* BEGIN *

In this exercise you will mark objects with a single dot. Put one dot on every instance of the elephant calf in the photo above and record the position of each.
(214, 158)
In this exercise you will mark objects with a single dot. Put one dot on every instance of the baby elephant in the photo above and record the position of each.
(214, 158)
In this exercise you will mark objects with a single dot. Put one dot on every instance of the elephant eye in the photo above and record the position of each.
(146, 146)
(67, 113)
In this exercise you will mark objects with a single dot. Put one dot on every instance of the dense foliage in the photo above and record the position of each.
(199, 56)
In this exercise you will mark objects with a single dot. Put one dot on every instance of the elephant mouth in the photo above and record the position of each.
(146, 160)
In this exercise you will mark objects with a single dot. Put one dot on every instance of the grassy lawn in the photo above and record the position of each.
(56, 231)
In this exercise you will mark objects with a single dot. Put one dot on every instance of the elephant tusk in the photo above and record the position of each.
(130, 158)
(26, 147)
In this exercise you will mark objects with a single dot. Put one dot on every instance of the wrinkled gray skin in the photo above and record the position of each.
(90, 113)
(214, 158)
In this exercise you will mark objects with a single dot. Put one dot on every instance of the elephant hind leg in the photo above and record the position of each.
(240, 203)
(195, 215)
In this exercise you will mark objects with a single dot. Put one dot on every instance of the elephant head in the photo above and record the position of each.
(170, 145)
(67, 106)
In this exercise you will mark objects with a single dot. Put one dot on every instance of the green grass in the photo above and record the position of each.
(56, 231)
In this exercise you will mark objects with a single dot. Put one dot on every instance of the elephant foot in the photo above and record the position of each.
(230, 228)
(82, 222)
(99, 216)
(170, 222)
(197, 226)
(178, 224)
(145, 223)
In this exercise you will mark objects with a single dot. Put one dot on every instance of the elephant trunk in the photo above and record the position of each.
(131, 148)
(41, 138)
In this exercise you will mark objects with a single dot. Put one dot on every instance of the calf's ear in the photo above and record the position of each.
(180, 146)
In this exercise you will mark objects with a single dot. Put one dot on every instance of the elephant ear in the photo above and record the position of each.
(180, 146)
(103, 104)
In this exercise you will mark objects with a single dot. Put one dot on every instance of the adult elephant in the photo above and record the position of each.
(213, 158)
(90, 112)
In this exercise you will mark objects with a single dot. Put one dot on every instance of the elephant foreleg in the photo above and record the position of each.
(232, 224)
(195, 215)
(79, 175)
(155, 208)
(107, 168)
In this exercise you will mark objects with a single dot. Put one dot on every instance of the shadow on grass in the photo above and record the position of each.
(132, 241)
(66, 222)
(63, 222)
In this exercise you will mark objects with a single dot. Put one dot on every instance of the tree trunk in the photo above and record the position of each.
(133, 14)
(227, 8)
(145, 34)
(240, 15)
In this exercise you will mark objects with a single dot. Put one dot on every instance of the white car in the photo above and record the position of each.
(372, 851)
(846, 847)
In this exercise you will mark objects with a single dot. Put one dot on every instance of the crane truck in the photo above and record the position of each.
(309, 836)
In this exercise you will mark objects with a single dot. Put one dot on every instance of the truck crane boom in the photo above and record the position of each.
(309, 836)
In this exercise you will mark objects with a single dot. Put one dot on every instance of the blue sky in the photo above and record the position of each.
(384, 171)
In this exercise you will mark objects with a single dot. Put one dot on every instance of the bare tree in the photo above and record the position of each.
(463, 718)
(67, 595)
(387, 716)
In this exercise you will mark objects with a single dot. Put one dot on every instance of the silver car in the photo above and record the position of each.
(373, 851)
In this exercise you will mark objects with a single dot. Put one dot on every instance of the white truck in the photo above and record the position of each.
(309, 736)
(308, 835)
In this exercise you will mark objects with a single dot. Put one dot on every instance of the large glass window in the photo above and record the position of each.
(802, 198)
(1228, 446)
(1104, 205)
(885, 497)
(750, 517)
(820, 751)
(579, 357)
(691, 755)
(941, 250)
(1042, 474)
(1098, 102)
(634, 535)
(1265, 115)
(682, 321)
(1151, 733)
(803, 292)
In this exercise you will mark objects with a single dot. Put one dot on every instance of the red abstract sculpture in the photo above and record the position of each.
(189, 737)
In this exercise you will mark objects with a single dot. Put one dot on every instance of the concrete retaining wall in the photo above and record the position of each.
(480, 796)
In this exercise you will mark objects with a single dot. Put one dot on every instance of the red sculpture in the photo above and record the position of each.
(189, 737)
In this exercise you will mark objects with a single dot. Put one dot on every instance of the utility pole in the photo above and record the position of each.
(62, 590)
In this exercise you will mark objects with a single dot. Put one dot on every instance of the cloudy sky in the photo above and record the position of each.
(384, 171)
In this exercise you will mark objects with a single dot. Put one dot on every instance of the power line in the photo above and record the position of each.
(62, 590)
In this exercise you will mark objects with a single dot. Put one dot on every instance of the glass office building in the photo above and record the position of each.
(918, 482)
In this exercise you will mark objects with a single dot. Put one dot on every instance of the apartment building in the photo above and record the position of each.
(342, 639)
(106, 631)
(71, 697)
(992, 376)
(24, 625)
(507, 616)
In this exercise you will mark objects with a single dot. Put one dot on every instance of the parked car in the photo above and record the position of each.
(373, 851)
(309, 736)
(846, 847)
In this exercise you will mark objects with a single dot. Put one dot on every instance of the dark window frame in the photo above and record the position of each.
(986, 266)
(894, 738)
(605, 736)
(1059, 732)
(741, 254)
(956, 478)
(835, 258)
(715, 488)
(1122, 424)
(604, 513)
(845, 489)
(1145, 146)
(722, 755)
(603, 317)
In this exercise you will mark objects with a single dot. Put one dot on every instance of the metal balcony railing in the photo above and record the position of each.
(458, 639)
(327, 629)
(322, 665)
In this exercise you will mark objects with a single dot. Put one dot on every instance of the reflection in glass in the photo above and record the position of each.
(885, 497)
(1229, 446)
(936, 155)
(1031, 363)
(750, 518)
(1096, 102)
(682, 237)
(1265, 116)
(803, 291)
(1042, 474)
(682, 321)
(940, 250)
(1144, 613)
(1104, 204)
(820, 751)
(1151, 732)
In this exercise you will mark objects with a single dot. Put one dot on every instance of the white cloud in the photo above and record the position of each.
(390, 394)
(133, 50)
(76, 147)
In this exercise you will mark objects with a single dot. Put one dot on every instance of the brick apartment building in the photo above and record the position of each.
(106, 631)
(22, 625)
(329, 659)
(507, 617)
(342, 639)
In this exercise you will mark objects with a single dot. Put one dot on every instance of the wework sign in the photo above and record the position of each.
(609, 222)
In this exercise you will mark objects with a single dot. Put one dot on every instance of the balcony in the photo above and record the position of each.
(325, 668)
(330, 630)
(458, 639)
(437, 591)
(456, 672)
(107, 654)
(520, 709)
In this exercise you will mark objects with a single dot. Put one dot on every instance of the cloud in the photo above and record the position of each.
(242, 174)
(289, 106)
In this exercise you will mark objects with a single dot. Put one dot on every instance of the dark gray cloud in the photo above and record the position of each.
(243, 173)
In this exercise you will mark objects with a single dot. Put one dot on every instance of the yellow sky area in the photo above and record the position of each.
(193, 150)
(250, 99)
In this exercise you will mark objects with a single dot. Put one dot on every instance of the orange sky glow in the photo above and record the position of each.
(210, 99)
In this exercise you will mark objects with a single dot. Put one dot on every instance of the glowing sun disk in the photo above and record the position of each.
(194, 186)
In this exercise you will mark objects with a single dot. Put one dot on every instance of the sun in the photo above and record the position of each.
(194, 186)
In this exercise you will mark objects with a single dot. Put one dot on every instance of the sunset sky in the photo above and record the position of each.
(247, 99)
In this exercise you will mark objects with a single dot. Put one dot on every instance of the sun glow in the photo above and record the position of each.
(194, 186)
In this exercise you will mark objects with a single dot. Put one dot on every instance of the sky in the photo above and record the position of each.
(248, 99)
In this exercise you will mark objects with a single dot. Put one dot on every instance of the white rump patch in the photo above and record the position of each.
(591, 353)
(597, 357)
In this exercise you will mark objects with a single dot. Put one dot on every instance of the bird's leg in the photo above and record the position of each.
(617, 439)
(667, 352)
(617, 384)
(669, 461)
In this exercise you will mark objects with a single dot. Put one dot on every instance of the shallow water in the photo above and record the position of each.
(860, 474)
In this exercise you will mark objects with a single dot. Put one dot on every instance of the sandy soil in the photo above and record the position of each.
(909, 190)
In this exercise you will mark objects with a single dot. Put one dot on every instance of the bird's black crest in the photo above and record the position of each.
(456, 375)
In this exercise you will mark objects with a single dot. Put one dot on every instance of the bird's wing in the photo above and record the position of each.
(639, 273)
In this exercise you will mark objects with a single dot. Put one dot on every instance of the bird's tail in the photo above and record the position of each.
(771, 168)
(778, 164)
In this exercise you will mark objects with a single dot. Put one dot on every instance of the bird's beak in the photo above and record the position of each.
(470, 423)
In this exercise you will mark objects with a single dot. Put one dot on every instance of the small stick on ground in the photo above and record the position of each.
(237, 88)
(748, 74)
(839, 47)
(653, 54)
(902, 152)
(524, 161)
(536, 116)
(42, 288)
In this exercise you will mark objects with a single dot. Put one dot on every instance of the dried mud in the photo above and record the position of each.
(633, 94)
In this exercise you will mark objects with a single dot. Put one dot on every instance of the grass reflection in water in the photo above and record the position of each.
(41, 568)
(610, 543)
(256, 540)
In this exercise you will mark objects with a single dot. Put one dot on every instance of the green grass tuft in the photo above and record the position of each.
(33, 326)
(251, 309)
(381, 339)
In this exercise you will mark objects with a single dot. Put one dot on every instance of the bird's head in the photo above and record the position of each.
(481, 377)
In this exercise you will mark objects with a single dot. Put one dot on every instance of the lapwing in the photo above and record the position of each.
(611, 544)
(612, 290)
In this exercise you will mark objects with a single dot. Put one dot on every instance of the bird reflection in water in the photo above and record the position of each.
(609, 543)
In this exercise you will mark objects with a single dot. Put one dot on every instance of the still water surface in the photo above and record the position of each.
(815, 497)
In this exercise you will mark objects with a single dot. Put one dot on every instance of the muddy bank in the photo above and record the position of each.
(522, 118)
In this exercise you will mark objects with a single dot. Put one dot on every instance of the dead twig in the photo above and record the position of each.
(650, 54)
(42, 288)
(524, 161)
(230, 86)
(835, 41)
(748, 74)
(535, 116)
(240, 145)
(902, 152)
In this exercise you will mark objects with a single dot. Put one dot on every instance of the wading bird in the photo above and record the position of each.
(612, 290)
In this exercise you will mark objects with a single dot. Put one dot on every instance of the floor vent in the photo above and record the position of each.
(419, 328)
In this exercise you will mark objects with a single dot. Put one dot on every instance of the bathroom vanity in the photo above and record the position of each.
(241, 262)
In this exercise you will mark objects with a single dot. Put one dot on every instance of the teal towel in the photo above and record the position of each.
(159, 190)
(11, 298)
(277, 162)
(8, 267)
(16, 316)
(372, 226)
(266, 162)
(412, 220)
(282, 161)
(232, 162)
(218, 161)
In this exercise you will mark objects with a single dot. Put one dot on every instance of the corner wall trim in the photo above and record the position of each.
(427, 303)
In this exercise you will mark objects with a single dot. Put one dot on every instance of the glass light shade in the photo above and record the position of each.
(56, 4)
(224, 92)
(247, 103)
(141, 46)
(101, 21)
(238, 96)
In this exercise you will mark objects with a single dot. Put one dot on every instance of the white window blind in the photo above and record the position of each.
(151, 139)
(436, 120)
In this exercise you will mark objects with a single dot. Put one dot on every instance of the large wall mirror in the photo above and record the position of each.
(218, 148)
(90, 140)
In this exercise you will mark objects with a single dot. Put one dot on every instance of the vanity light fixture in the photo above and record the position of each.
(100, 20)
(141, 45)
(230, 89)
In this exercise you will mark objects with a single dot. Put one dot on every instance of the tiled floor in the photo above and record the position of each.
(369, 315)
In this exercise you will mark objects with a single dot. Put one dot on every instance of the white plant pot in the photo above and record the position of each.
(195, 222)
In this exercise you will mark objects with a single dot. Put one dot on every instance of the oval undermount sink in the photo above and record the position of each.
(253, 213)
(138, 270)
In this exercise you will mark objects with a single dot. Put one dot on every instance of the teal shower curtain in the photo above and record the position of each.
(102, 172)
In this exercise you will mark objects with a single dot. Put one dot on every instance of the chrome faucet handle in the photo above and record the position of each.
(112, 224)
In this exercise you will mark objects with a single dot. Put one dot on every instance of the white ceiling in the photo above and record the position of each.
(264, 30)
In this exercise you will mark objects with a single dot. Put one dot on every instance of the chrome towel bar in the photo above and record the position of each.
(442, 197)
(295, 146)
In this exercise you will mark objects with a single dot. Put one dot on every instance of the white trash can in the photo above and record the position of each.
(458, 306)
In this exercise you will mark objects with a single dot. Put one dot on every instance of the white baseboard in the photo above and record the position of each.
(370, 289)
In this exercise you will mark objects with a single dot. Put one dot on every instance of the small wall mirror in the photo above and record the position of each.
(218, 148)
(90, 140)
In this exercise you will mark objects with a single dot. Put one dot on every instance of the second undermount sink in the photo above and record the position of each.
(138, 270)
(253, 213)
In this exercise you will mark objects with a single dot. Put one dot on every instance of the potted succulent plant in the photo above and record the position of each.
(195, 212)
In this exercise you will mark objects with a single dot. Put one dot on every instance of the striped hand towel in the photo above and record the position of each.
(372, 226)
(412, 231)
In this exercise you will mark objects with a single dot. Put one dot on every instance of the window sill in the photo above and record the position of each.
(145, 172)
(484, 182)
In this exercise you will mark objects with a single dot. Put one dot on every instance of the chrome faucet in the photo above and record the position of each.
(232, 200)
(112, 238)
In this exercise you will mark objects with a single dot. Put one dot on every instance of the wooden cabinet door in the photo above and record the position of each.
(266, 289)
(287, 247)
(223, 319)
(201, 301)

* END *

- WRITTEN PROBLEM:
Give back exactly the lines beginning at the one with "of the striped" and ending at the final line of the material; both boundary lines belong in it.

- FINISHED TASK:
In this exercise you will mark objects with a single dot. Put one dot on every instance of the striped hand towel in the photo above and record the position of each.
(372, 226)
(412, 231)
In this exercise you will mark objects with a single dot. Put one dot on every instance of the window sill in the photo above and record the position of each.
(145, 172)
(484, 182)
In this exercise you will mark objects with a single dot. Put one dot on every instance of the chrome faucet in the photo above and record the position of each.
(232, 200)
(112, 238)
In this exercise you will mark objects with a single dot. Put one dot on every instance of the wooden cabinet door in the photo above and record the position of each.
(266, 289)
(287, 247)
(223, 319)
(201, 301)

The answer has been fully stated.